#### Aim:
Render the stretch of records below from the line containing "# point at: clear blue sky (one per instance)" through the line containing "# point at: dark foreground" as a numbered list, both end lines included and blank lines omitted.

#### Excerpted data:
################

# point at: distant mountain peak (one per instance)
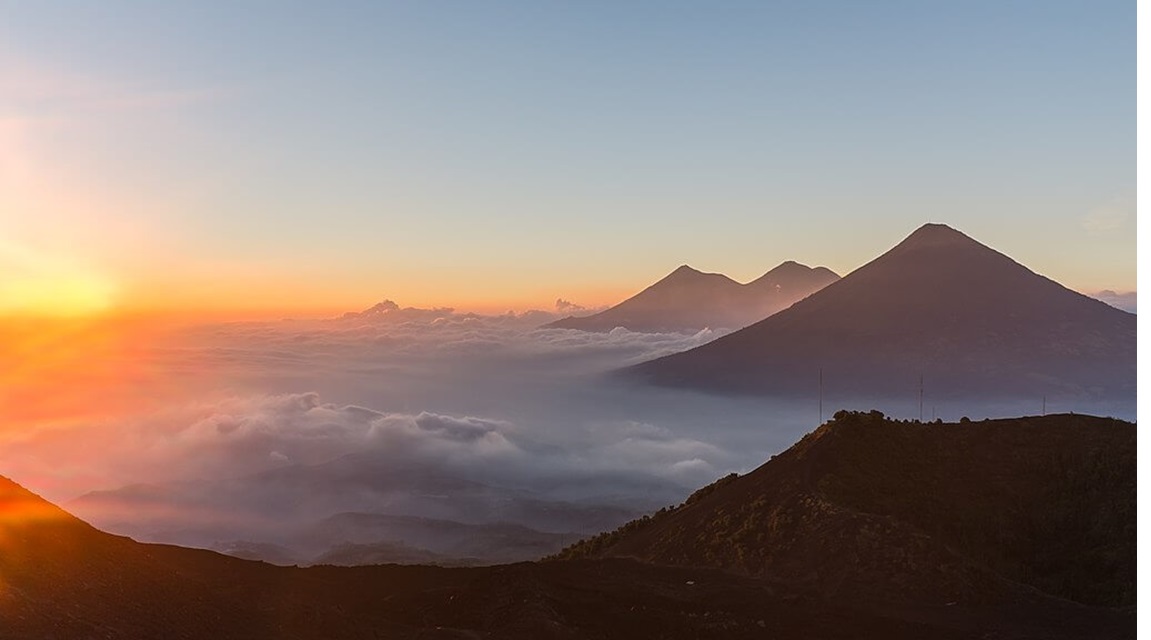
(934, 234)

################

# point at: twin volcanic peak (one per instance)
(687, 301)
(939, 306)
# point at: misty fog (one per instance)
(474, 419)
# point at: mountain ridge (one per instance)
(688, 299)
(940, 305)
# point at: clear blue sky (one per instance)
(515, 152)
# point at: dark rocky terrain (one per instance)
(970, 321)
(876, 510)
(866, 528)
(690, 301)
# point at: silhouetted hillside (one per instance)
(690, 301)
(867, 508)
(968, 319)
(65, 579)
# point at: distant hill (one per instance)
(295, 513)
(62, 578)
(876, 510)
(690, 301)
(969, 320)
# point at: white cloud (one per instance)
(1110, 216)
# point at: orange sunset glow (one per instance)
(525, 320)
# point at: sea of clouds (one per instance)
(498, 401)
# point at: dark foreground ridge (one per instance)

################

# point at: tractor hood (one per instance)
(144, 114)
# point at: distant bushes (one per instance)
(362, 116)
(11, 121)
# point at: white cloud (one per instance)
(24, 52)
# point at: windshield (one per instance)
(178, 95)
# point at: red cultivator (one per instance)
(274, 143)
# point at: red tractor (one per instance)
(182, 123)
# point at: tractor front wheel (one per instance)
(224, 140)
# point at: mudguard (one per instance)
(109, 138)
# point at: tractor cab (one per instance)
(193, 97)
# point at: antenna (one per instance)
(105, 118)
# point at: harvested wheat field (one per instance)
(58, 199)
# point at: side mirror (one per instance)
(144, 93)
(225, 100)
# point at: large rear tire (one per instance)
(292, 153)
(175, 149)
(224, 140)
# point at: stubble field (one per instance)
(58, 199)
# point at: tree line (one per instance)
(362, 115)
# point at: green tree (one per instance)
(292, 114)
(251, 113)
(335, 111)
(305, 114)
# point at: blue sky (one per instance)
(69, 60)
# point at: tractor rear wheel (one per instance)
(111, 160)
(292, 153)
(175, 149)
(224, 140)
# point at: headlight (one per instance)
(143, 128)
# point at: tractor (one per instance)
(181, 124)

################

#### Answer:
1. # point at: clear blue sky (one per instance)
2. (515, 152)
3. # point at: dark rocky terrain (one per instance)
4. (970, 321)
5. (876, 510)
6. (866, 528)
7. (690, 301)
8. # point at: silhouetted hillside (one per instance)
9. (690, 301)
10. (867, 508)
11. (968, 319)
12. (65, 579)
13. # point at: distant hill (one per instance)
14. (295, 513)
15. (62, 578)
16. (876, 510)
17. (690, 301)
18. (969, 320)
19. # point at: white cloud (one per instance)
20. (1110, 216)
21. # point at: orange sunset glow (one per instance)
22. (525, 320)
23. # point at: sea of clouds (one per instance)
24. (498, 401)
25. # point at: dark foreground ridge (one per instance)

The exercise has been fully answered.